He served 26 years in prison, beginning in solitary confinement, going through high-security penitentiaries, to medium-security prisons, low-security prisons, to minimum-security camps, to a halfway house, and then to home confinement. Regardless of where he served the time, he served the same message:

  • “You’ve got nothing coming.”
  • “Can’t do the time, don’t do the crime.”
  • “Forget about the world outside.”

That mindset does not lead to success. The longer someone stays in that culture, the harder it is to succeed. People adjust to their surroundings rather than learn pathways to conquer adversity and prepare for the life we want them to lead. We strive to change that mindset. 

People who work through courses that Prison Professors offers learn to ask Socratic questions:

  • In what ways will the decisions I’m making today influence the opportunities that open for me in one year?
  • How does my adjustment strategy from last week position me to bring more value to society when I get out?
  • What would stakeholders who have an influence over my liberty expect me to do while I’m here?
  • How could I build a record that would persuade others to view me as being worthy of more opportunities?
  • If people learn how to think about such questions, they develop a new skill. They may become more intentional about how they use their time. Society benefits. We should incentivize reforms that would yield the result we want.

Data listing

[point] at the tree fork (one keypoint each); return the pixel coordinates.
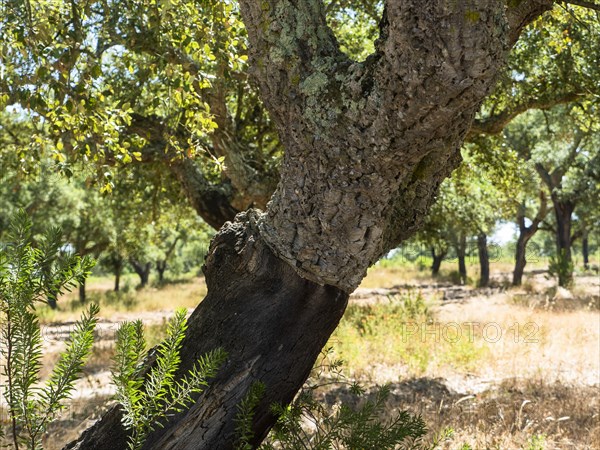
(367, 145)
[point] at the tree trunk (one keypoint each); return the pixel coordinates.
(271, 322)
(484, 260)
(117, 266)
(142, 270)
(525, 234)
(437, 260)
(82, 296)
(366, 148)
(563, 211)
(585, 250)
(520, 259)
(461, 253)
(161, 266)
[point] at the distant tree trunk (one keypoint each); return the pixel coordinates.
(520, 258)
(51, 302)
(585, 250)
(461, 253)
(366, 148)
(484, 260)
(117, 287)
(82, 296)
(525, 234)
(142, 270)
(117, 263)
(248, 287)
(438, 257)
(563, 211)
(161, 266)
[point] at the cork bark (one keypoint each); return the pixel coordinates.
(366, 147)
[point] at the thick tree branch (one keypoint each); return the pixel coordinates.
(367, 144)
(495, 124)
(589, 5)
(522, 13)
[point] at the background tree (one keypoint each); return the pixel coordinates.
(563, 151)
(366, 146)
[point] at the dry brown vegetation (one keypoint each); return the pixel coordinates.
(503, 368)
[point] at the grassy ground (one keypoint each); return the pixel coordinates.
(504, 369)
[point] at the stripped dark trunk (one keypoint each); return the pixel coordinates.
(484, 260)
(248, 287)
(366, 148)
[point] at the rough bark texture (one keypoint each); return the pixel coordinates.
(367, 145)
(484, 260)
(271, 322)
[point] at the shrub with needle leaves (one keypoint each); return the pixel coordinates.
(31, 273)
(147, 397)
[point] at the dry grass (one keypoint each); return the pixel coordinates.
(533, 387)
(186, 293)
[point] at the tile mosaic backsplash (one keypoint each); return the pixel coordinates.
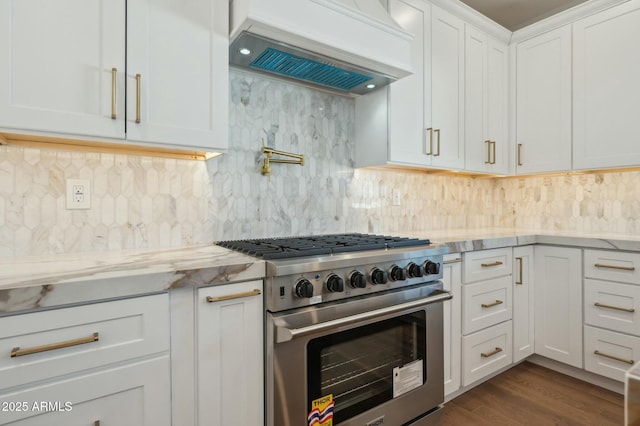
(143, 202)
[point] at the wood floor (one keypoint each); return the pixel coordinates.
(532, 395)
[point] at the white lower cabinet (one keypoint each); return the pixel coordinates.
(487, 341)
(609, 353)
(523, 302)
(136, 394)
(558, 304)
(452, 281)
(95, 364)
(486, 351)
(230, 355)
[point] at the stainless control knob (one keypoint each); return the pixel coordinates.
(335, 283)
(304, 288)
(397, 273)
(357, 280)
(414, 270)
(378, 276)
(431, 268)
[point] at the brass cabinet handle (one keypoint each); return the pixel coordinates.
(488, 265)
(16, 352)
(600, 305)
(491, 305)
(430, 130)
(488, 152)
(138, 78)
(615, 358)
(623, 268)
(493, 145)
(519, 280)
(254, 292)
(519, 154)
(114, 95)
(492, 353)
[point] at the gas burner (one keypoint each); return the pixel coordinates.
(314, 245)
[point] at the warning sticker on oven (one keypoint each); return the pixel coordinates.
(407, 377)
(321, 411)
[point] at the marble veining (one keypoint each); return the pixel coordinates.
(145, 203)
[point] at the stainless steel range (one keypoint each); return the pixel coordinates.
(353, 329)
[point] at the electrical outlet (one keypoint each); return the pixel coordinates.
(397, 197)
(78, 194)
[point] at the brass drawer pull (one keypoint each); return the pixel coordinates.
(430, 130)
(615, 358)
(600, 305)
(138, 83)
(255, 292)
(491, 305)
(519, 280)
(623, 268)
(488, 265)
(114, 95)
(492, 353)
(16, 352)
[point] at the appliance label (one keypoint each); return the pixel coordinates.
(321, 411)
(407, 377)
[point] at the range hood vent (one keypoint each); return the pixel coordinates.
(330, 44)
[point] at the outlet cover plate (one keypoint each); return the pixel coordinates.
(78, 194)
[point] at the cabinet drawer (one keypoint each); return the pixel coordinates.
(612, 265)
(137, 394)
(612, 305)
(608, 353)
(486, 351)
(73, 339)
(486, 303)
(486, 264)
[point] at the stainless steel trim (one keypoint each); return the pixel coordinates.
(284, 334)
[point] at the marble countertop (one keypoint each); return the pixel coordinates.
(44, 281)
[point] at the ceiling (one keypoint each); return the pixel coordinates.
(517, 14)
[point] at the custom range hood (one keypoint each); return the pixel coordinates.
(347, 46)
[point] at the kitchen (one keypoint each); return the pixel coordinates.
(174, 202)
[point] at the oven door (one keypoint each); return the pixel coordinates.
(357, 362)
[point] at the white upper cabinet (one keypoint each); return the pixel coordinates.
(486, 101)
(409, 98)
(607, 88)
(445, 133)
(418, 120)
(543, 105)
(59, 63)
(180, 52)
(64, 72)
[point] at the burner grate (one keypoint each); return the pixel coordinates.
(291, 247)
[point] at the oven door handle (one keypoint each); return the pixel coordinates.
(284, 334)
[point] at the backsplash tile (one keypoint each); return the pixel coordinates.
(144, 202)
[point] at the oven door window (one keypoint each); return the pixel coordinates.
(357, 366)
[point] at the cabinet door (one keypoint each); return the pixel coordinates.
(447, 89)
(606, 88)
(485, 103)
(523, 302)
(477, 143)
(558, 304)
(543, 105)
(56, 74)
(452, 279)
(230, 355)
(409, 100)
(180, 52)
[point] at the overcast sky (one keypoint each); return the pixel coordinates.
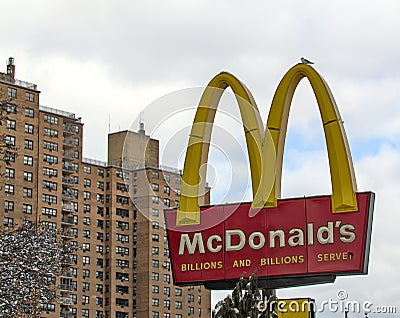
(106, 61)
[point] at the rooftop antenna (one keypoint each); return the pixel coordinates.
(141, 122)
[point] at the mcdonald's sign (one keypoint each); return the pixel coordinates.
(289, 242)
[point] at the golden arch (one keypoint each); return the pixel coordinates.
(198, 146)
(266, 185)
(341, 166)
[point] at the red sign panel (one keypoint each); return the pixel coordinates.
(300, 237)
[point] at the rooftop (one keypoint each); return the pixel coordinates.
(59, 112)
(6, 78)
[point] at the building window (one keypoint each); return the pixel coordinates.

Directions: Extend the passage about prison culture and the Prison Professors courses, starting right after its last sentence. None of the records matter for this work.

Final result:
Beyond the Prison Gates: Changing Policy and Public Perception

Prison Professors aspire to bring systemic change. It will take massive amounts of energy, because we’re asking people to see what is possible rather than what exists. I look forward to using my skills to contribute to this movement. We want to advance programs that lead to changes in sentencing laws, prison policies, and pathways to restoring full citizenship. We want changes that focus on results of a more prosperous, safe, and successful society rather than the process of keeping people in confinement when confinement no longer serves the mission

As Michael said at the conclusion of the video, it won’t be  a quick fix. He uses the analogy of turning a supertanker. That is our mission: long-term change that starts with real stories, real people—and real results.

A New Kind of Hope

I’m just starting out, but already I see what Michael means when he says:

“Nobody should work harder than the individual.”

I’m living that reality. I’ve got a second chance, and I want to help others find theirs. If you’re reading this and you’re still inside, or you’ve just come home, or even if you’re someone who wants to be part of the change—know this:

We believe in you.
We don’t charge a penny.
And we won’t ask you to do anything we didn’t do ourselves.

That’s the promise. That’s the mission.

And I’m proud to be part of it.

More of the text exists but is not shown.